→ **Task brief**
Transcribe the records below exactly.

--------------------------------------------------

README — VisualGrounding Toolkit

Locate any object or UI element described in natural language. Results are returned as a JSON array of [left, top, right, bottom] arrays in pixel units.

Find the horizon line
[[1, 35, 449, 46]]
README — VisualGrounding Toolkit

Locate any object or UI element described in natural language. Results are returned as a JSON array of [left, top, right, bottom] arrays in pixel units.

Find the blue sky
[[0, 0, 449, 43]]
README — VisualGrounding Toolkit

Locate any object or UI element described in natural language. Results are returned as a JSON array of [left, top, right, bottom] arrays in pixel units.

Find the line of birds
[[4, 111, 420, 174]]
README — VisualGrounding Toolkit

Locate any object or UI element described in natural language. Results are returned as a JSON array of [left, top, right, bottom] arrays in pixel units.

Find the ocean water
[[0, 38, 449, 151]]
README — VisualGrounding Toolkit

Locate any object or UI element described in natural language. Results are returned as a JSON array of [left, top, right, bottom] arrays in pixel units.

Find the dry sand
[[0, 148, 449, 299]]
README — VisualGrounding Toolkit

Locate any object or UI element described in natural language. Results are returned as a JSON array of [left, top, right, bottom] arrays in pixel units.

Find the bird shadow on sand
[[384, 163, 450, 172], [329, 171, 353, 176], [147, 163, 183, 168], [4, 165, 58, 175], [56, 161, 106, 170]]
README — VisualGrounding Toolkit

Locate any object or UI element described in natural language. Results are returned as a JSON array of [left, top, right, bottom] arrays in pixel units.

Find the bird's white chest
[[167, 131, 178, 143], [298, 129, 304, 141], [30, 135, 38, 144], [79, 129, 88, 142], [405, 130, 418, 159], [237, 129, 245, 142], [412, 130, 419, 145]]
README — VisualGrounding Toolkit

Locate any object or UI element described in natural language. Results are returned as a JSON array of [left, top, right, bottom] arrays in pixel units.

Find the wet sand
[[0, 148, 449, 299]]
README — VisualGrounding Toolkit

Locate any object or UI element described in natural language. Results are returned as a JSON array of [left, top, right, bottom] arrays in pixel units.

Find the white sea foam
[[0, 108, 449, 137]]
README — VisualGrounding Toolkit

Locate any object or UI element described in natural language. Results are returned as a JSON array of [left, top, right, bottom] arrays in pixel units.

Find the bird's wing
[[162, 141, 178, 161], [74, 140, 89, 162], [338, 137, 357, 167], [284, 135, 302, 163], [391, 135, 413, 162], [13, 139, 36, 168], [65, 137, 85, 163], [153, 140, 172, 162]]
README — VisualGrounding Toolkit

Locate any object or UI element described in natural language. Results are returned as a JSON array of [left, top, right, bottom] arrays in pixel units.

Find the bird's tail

--------------------------------------------------

→ **Final answer**
README — VisualGrounding Toolkit

Locate any object or UI element described in natural language. Results are returned as a JSON array of [left, top, right, bottom] arrays in pixel units.

Find the horizon line
[[1, 35, 449, 46]]
README — VisualGrounding Toolkit

Locate any object or UI element described in natural language. Results are returned as a JSON array of [left, top, right, bottom] arrays in pixel units.

Find the blue sky
[[0, 0, 449, 43]]
README — VisualGrounding Toolkit

Locate any object or UI element described in natural language. Results are returned as a JSON array of [left, top, right, bottom] arrays in pixel units.

Find the line of birds
[[4, 111, 420, 174]]
README — VisualGrounding Toolkit

Locate any object or UI element described in natural language. Results are returned as a JSON array of [left, top, right, bottom] arrays in pixel units.

Find the ocean water
[[0, 38, 449, 151]]
README — VisualGrounding Toolkit

Locate any object or UI element described in natural language. Results are returned as a JSON array of [left, top, right, bottom] arrays in pixel units.

Find the dry sand
[[0, 148, 449, 299]]
README — VisualGrounding Toolkit

Locate any object or UI element described in natural language. Results are returned as a JSON array of [left, top, right, bottom] arrays in pixel units.

Find the bird shadow on sand
[[384, 163, 450, 172], [329, 171, 353, 176], [147, 163, 183, 168], [4, 165, 58, 175], [56, 161, 106, 170]]
README — VisualGrounding Toolkit

Locate any object or UI element described in natural language. Results are returned as a JSON array of [left, top, right, bottom] arrays in pixel units.

Find the bird's white chest
[[167, 131, 178, 143], [298, 129, 304, 141], [30, 135, 38, 144], [79, 129, 88, 142], [405, 130, 418, 159], [237, 129, 245, 142], [412, 130, 419, 145]]
README — VisualGrounding Toolkit

Locate any object or UI element described in natural language. Results are returned as a JSON array of [left, top, right, bottom] arrays in pixel units.

Find the wet sand
[[0, 148, 449, 299]]
README — VisualGrounding Toolkit

Locate any object or UI element described in natural language. Results are returned as a JSON array of [left, top, right, bottom] arrays in pixel units.

Find the white sea foam
[[0, 108, 449, 137]]
README — VisualGrounding Toolkit

Locate any object or UI element described in natural language. Results are returned as a JSON array of [left, top, right, bottom] arrays in pixel units.

Find the bird's wing
[[162, 141, 178, 161], [74, 140, 89, 162], [338, 137, 357, 167], [284, 135, 302, 163], [391, 135, 413, 162], [13, 139, 36, 168], [65, 137, 85, 163], [153, 140, 172, 162]]
README — VisualGrounding Toolkit

Locate any object or UI element described in natural language. Results are returned as a JSON array of [left, top, right, bottom] arrays in pixel units.

Find the bird's tail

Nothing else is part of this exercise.